### Material for bounding box labeling

>> begin

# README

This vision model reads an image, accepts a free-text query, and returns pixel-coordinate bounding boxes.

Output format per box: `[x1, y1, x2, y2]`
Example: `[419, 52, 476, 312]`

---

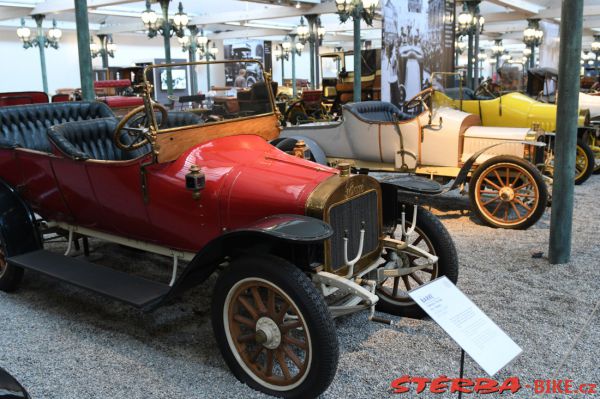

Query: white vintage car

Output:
[273, 89, 550, 229]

>> end

### YOUR OBJECTIVE
Turn all of the material above into a numbered list with one item per line, skipping blank lines. Leave the picture out of your answer.

### RESPONSE
1. # README
2. This vision model reads an image, accepts a free-text query, and returns pixel-coordinate bounding boxes.
3. Output format per box: `[x1, y1, x2, y2]`
4. Example: `[419, 52, 476, 312]`
5. ---
6. Query: white vintage car
7. Output:
8. [273, 89, 550, 229]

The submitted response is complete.